• Exercise objective
Your answer should be each line of the entries that contains the word "sprinkled", copied in full.

- Opening Delimiter -

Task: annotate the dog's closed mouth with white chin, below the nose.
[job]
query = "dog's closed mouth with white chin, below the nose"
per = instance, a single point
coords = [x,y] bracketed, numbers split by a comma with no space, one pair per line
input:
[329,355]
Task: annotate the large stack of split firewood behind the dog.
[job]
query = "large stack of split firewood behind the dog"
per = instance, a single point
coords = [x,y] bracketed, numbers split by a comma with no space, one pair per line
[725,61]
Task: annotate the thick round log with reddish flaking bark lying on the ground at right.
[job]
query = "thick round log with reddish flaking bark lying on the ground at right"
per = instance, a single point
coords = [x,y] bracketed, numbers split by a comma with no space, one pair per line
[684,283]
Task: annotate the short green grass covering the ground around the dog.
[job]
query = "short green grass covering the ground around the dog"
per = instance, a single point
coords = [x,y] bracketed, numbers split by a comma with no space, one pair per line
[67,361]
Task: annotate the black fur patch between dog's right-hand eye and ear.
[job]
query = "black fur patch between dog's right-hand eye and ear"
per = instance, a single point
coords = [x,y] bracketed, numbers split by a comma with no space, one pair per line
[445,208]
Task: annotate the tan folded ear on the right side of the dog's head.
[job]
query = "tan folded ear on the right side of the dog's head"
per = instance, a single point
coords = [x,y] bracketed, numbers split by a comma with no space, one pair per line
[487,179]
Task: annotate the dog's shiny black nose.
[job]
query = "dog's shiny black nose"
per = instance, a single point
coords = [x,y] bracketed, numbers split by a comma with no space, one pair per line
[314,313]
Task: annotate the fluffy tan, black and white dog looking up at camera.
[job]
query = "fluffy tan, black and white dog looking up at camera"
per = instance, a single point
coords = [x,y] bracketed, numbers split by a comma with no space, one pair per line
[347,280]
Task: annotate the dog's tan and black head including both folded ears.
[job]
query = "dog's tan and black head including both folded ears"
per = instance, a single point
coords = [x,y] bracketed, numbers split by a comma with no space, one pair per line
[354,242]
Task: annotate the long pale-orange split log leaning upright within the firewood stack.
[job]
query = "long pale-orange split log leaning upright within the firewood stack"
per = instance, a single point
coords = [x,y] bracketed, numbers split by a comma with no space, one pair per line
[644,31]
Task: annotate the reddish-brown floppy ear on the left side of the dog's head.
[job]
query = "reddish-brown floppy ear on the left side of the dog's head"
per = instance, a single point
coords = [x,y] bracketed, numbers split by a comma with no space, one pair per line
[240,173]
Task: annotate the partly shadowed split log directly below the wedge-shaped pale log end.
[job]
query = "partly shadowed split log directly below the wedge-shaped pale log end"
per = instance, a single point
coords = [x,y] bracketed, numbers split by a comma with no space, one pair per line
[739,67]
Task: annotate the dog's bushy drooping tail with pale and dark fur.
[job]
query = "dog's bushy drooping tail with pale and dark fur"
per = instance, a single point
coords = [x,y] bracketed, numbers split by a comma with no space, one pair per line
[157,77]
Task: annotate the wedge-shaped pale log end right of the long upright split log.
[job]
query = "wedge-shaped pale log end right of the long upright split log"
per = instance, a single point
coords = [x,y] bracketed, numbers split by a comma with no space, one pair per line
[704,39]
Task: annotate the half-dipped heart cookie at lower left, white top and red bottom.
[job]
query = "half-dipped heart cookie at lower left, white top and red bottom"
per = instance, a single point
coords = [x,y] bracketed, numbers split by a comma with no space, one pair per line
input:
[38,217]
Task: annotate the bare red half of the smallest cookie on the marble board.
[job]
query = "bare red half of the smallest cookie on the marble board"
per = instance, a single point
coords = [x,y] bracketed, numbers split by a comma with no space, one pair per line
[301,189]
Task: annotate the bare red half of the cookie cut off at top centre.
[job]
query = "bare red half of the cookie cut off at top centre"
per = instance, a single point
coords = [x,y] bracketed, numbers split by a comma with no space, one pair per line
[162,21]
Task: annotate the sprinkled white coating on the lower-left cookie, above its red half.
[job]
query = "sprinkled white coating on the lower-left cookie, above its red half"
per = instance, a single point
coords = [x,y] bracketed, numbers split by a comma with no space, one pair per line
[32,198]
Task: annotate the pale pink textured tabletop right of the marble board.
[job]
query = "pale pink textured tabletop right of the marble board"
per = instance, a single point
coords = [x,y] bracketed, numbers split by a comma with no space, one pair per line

- Closing Delimiter -
- Opening Delimiter -

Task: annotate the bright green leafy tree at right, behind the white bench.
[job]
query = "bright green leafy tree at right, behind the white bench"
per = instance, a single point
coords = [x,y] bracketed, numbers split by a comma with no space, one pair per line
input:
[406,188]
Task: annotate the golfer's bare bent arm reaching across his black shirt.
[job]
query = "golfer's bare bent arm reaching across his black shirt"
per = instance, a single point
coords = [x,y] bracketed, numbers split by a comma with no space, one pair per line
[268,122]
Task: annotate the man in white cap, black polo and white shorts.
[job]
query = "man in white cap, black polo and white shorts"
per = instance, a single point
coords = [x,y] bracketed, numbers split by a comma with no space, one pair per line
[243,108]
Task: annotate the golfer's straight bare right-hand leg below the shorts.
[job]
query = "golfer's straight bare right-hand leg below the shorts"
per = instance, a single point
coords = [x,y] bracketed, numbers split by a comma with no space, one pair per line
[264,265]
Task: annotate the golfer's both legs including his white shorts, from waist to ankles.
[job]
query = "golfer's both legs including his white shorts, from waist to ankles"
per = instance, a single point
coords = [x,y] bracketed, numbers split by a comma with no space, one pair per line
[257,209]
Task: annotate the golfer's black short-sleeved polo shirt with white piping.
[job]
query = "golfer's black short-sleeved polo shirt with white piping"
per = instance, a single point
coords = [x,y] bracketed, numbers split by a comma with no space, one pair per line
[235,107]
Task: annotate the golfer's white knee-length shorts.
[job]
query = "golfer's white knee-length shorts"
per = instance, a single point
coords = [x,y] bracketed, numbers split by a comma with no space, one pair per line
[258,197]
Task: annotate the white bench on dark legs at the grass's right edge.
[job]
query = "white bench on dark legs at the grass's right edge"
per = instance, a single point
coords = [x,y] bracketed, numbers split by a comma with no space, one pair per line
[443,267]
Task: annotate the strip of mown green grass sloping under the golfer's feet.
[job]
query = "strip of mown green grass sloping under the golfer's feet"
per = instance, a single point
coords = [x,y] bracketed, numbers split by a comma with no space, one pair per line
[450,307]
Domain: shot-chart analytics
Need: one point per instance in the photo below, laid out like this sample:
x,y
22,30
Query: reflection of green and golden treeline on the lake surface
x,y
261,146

- Closing Delimiter -
- Opening Delimiter -

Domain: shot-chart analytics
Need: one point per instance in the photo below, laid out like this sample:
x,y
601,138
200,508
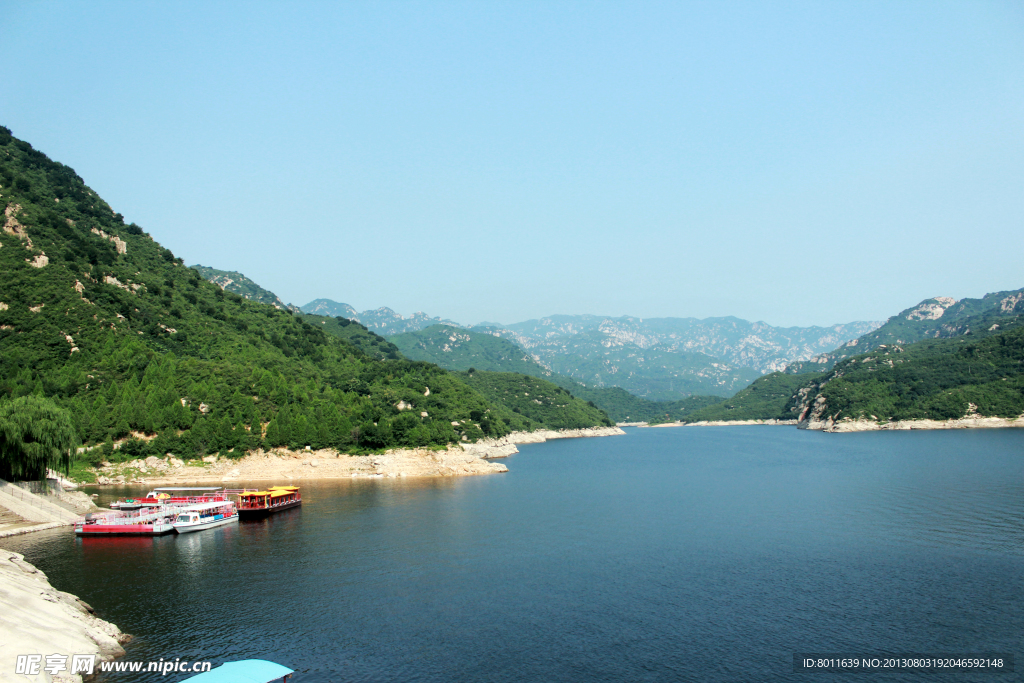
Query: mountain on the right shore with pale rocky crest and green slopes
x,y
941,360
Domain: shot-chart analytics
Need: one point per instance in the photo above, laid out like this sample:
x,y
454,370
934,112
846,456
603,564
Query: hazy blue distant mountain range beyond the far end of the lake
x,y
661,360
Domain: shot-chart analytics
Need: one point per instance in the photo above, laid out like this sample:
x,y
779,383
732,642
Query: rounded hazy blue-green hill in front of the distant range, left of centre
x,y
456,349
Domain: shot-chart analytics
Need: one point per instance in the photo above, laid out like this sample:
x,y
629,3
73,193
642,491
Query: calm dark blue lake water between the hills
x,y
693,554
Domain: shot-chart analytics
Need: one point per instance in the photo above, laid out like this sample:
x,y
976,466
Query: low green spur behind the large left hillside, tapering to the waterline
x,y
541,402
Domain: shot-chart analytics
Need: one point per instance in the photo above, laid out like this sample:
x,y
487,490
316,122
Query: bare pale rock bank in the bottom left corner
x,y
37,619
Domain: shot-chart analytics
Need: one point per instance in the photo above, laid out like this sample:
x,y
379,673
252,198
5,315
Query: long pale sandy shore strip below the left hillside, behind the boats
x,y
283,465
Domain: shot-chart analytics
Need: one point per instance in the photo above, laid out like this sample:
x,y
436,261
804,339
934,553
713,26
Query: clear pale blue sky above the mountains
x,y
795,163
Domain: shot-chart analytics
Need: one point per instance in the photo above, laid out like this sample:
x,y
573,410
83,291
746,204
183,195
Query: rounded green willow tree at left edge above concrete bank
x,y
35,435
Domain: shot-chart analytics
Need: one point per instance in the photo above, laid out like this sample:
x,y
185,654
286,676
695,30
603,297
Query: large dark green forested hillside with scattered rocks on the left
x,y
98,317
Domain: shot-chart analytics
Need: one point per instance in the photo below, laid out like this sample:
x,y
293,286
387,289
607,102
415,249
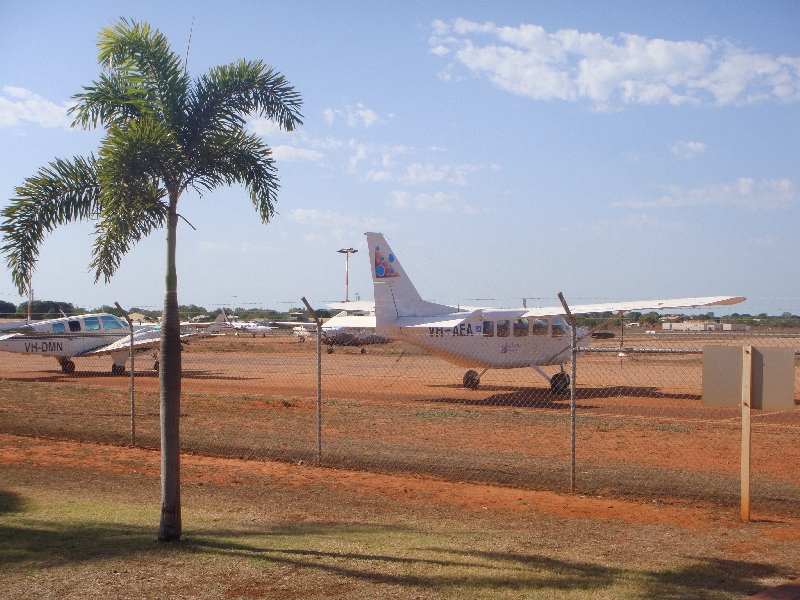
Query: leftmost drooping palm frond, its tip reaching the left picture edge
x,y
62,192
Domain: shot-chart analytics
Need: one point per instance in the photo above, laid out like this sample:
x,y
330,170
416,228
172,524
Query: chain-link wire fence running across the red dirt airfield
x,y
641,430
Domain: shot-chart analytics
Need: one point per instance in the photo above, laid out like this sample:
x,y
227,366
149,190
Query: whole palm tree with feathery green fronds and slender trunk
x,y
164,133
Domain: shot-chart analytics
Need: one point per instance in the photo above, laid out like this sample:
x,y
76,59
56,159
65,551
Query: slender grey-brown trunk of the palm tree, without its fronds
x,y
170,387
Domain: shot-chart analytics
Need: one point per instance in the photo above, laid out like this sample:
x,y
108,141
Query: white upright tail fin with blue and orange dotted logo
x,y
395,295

- Closing Delimiter -

• Result for this exercise
Task: annotate the sprinkled white coating on the lower-left cookie, above its red half.
query = "sprinkled white coating on the lower-left cookie, above its red half"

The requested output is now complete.